*Excerto da página*
Oriunda de uma empresa fundada em 1944, a lista de navios construídos antes da apressada "nacionalização" de 1975 é impressionante. Os ENVC foram capazes de dotar o país de uma frota pesqueira que não foi renovada porque a gente do regime da 3ª república não quis. E esse não querer deveu-se a múltiplos factores, entre os quais avultam os desastrosos acordos assinados com a CEE - a Espanha também os assinou e a sua frota pesqueira é o que se sabe -, a mudança de paradigma dos tempos yuppeiros do sr. Cavaco Silva - até hoje prosseguida sem excepção por todos os governos subsequentes - e pior ainda, o acirrar da mentalidade pequeno-burgesa dos servicinhos ao telefone, naquela altura também por telex e hoje através de e-mail.

*Entradas de um conjunto de anotações de pontos*
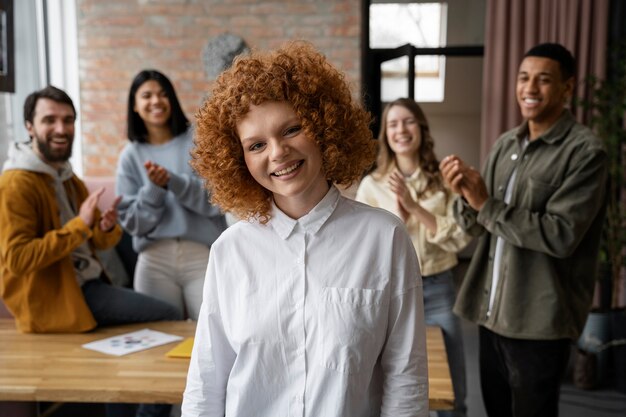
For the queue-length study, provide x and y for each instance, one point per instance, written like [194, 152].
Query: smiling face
[542, 92]
[282, 158]
[152, 104]
[52, 131]
[403, 131]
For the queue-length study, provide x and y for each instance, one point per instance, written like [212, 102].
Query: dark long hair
[137, 131]
[426, 154]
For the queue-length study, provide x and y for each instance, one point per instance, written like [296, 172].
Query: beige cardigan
[436, 252]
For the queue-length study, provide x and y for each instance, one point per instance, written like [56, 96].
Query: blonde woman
[407, 182]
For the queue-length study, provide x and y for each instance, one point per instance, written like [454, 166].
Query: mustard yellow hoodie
[37, 279]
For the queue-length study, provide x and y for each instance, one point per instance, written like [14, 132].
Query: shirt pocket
[351, 322]
[538, 193]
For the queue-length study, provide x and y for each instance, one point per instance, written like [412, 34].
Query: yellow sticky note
[181, 350]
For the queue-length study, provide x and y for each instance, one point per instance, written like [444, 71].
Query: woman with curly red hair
[313, 305]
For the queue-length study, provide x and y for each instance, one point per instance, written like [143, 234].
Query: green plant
[606, 109]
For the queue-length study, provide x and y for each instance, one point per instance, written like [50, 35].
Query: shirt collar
[312, 221]
[555, 133]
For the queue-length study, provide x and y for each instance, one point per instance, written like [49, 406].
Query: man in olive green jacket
[538, 207]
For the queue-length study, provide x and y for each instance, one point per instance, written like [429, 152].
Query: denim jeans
[439, 298]
[173, 270]
[116, 305]
[521, 378]
[112, 305]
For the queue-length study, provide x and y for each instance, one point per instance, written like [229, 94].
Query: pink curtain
[513, 27]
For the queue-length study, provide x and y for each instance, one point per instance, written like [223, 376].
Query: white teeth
[288, 169]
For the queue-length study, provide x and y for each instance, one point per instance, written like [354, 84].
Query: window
[422, 25]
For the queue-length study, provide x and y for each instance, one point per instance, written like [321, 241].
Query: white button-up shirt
[320, 316]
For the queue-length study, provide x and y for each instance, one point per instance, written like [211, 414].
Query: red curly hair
[319, 95]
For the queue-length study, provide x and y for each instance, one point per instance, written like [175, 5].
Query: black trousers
[521, 378]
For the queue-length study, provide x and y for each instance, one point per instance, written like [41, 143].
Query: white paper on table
[131, 342]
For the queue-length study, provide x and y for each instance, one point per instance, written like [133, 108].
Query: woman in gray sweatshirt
[164, 206]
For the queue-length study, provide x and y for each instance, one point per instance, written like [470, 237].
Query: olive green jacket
[551, 230]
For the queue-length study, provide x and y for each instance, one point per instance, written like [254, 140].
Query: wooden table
[54, 367]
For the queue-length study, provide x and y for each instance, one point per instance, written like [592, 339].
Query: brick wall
[118, 38]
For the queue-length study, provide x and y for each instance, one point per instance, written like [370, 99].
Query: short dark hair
[50, 92]
[178, 122]
[557, 52]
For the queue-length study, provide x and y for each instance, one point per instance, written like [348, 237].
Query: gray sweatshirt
[149, 212]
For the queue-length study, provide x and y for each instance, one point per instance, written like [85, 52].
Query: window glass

*Tarefas a realizar*
a. Transcreva fielmente, no excerto sobre os ENVC, o trecho que começa nas palavras que contêm "Oriunda de uma" e termina em "através de e-mail.".
b. Enumere todos os meios de comunicação mencionados no excerto sobre os ENVC.

*Resultados*
a.
Oriunda de uma empresa fundada em 1944, a lista de navios construídos antes da apressada "nacionalização" de 1975 é impressionante. Os ENVC foram capazes de dotar o país de uma frota pesqueira que não foi renovada porque a gente do regime da 3ª república não quis. E esse não querer deveu-se a múltiplos factores, entre os quais avultam os desastrosos acordos assinados com a CEE - a Espanha também os assinou e a sua frota pesqueira é o que se sabe -, a mudança de paradigma dos tempos yuppeiros do sr. Cavaco Silva - até hoje prosseguida sem excepção por todos os governos subsequentes - e pior ainda, o acirrar da mentalidade pequeno-burgesa dos servicinhos ao telefone, naquela altura também por telex e hoje através de e-mail.

b. telefone, telex, e-mail